▸ **Set task A**
Which pieces does the violinist in the Janine Jansen profile call the "three pillars" of her Beau Soir disc?
▸ **Set task B**
Pick up the profile of violinist Janine Jansen after its last sentence and carry it on.

She was back by the fall, the five-month hiatus officially unexplained. Some clues are found in the Janine documentary, when a tired-sounding Jansen, interviewed in her dressing room and then in the back of a car taking her to the airport, says, “Day in and day out, you give all these emotions, you give all of yourself. That’s how I want it—I wouldn’t want it any other way. Somehow you need love and support. That’s just something to help you come back into balance.”

What matters now is that she has found that balance. She’s on the road again—at a less frantic pace—promoting her first recital release. Beau Soir features the Debussy and Ravel sonatas, Messiaen’s Thème et Variations (“the three pillars” of the disc, she says), as well as such bon-bons as Debussy’s Beau Soir and Fauré’s Après un rêve. This calorific selection is tempered by three new works by her friend Richard Dubugnon, a Swiss composer based in France, who has written a concerto for Jansen and is working on a viola quintet for her that premieres soon in Amsterdam. “I always feel very close to the French composers and the richness in sound, in harmony, and texture,” she says.

How does she contrast the sound worlds of Austro-German repertory, such as the Brahms concerto, with the French repertory on Beau Soir? “Brahms is a more dark, more round, more earthy sound,” she says, “while in the French repertoire, it’s so important [to bring out] the different colors and find the air inside the sound. It’s a completely different approach, especially of using the bow technique.”

[Source data]
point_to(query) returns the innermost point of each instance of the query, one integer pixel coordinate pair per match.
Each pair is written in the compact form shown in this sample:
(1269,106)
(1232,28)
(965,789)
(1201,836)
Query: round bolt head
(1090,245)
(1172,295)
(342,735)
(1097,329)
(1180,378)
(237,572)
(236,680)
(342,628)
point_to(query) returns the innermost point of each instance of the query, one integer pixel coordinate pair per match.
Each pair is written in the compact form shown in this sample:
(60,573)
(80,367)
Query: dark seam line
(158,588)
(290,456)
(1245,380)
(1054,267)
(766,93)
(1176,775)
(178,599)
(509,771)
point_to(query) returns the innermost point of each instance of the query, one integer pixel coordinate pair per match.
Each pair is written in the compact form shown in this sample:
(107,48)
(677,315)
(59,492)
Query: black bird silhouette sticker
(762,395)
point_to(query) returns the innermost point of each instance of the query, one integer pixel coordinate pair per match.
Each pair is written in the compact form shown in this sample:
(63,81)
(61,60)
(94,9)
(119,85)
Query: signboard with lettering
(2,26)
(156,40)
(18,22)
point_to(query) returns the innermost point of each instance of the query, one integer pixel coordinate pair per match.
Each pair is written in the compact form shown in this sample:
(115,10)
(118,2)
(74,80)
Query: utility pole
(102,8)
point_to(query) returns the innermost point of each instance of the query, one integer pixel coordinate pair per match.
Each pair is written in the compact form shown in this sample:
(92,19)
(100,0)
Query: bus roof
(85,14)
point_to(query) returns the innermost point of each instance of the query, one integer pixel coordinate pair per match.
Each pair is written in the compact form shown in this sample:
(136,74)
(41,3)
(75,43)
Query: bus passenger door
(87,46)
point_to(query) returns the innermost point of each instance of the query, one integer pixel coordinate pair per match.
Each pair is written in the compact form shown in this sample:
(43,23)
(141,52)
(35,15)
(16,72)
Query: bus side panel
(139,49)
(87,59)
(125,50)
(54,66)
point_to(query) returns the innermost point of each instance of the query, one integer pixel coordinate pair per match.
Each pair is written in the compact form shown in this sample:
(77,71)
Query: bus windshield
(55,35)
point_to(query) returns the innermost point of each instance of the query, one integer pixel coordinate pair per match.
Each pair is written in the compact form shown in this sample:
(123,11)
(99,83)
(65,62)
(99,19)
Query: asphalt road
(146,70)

▸ **Written response A**
The Debussy and Ravel sonatas and Messiaen's Thème et Variations.

▸ **Written response B**
But her performances this year will range far beyond the French pieces. Recently, Jansen has been playing the Britten
Violin Concerto, a somewhat neglected concerto work from 1939. In February, she played the concerto with the New York Philharmonic. This summer she’ll be touring with the Philadelphia Orchestra performing the Tchaikovsky concerto, playing at the BBC Proms in September and with the Los Angeles Philharmonic in October.

At the end of the interview, she muses on her four-day festival in Utrecht coming up in the last week of December. “To have music and Christmas dinner, it’s the perfect combination,” she says with a smile. The festival’s concerts are held in churches and several unusual venues all over the city. This year for the first time, ticket buyers received a “scratch card” that tells them which venue they need to go to. “We scratch and they also scratch!” laughs Jansen, who conjures up the coziness of the festival. “Everybody walks with the lights and the candles through the city with the very traditional Dutch oliebollen, a dough ball fried in oil. It sounds disgusting, but it’s very nice.

There is no new year without eating an oliebollen.”

And, these days, there is no classical music scene without Janine Jansen.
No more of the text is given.